EXERCISE DIRECTIONS: Reproduce the data below, changing every "Target" to "Label" and keeping everything else the same.
**********
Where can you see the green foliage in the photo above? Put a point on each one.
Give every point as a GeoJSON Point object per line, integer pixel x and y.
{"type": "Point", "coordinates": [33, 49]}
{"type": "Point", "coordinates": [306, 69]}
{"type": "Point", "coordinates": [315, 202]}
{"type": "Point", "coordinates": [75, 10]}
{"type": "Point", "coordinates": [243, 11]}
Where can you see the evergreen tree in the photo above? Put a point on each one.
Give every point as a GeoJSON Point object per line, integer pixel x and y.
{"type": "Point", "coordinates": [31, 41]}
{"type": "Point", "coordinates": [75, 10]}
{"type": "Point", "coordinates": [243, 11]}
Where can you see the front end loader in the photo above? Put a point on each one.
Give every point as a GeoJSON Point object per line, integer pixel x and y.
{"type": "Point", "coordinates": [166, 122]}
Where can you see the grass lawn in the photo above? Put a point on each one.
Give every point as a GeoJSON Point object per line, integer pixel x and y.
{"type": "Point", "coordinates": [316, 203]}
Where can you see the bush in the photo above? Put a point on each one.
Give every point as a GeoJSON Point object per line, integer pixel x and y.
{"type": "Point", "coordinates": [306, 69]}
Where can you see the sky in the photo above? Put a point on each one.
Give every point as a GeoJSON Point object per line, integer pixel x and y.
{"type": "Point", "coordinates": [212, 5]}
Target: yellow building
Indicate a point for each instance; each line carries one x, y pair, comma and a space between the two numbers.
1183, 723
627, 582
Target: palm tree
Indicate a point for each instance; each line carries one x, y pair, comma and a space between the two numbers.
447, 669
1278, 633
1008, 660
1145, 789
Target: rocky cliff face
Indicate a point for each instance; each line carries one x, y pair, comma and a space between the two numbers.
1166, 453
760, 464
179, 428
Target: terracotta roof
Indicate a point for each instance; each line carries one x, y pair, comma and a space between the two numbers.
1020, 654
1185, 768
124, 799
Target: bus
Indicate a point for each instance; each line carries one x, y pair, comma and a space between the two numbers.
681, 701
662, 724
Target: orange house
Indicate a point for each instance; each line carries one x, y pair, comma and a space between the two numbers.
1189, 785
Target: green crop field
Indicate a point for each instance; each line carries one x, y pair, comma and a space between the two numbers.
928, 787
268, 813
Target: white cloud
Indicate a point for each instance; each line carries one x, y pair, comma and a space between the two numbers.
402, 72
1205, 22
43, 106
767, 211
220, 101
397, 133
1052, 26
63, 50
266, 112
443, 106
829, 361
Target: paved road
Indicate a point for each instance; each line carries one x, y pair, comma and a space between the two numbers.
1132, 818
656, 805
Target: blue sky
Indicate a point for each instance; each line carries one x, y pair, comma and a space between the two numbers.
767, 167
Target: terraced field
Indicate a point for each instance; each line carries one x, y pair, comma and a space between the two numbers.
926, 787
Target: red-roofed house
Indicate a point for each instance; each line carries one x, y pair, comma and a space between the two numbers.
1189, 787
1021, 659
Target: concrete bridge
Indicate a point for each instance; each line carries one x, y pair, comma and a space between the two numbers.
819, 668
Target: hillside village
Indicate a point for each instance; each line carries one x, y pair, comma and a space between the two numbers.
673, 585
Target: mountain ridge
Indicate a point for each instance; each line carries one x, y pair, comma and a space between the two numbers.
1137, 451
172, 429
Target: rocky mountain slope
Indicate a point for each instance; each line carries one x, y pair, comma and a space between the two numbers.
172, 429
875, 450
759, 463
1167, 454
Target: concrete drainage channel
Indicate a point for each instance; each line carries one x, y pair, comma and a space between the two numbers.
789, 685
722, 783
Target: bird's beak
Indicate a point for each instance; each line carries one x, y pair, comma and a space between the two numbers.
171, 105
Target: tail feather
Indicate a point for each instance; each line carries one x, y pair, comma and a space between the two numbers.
**********
TASK RESULT:
Where can you see the green foliage in the photo above? Put a point on each one.
Give every point as a GeoJSON Point object per line, integer pixel x and y.
{"type": "Point", "coordinates": [33, 49]}
{"type": "Point", "coordinates": [306, 69]}
{"type": "Point", "coordinates": [315, 202]}
{"type": "Point", "coordinates": [75, 10]}
{"type": "Point", "coordinates": [243, 11]}
Where can you see the evergreen tree in the photo above? Put a point on each one.
Give every point as a GeoJSON Point object per line, integer pixel x and y.
{"type": "Point", "coordinates": [31, 41]}
{"type": "Point", "coordinates": [75, 10]}
{"type": "Point", "coordinates": [243, 11]}
Where can you see the front end loader in the photo above? Put a point on each one.
Give every point as a GeoJSON Point object per line, integer pixel x and y.
{"type": "Point", "coordinates": [166, 122]}
Where can you see the grass lawn in the photo above? Put a point on each one.
Give every point as a GeoJSON Point object per line, integer pixel x and y.
{"type": "Point", "coordinates": [316, 203]}
Where can you see the bush in the photo above? Put a point on each one.
Give every point as a GeoJSON Point object per line, integer pixel x and y.
{"type": "Point", "coordinates": [306, 69]}
Where can you see the sky in the photo above? Put a point on each one.
Give every point as a GeoJSON Point object per line, integer pixel x and y.
{"type": "Point", "coordinates": [212, 5]}
Label: yellow building
Indicate a point for each instance; each line carries one x, y pair, comma and a space between the two numbers.
1183, 723
627, 582
Label: palm tree
Indicate a point for each instance; each line carries one x, y pair, comma and a space between the two numbers.
447, 669
1278, 633
1008, 660
1145, 789
Label: rocky cliff face
Indicate a point for each instance; each line carries one x, y pair, comma and a space between the two numbers.
1166, 453
760, 464
179, 428
Label: terracotta roof
Indicate a point for each instance; each line carries one x, y pair, comma and a space between the two numbers.
1020, 654
1185, 768
124, 799
Label: bus
Indicate a point for each instance; each line carries one x, y pair, comma and a space between the two numbers.
681, 701
662, 724
Label: orange house
Indicate a point for each instance; each line carries one x, y pair, comma and a space between the two numbers.
1189, 785
Label: green crop field
Indicate a point for each instance; each line carries one x, y pair, comma and a space between the two numbers.
928, 787
268, 813
Label: white cloud
Indicate a point for each instance; each line carries one x, y pair, comma and a space between the two numbers.
402, 72
1205, 22
43, 106
767, 211
220, 101
397, 133
1052, 26
63, 50
266, 112
443, 106
829, 361
Label: paved road
Indicate a point for each instance; each line carries one x, y pair, comma and a space between the two numbers.
1132, 818
656, 805
Label: blue sky
Indicate a point for each instance; each line carries one x, y pair, comma and a space between the two numbers.
767, 167
Label: terraced field
Indicate a point for each instance; each line carries one x, y pair, comma and a space between the two numbers.
926, 787
Label: red-roofed house
Indicate a point for each instance; each line carries one x, y pair, comma and a space between the two numbers.
1189, 787
1021, 659
Label: concrete bridge
Indicate a point for each instance; each line carries one x, y pair, comma and a space between the two numbers.
819, 668
Label: hillside village
Indicate a point for each instance; each line carries one x, y pair, comma and a space between the two numbers.
673, 585
Label: mountain ridge
Indicate a point for each instance; each line carries one x, y pair, comma and a space between the two numbers.
1137, 451
172, 429
Label: rocky mountain slope
Indicate a point for each instance; each line carries one x, y pair, comma and a space between the two numbers.
172, 429
875, 450
759, 463
1167, 454
Label: concrete drainage channel
Indicate a point for each instance; each line carries one x, y pair, comma and a space between the two numbers.
789, 685
722, 783
Label: bird's beak
Indicate a point for each instance; each line carries one x, y pair, comma and a space between the two numbers.
171, 105
Label: tail feather
Indicate a point for each instance; each line carries one x, y pair, comma and a space between the two numbers.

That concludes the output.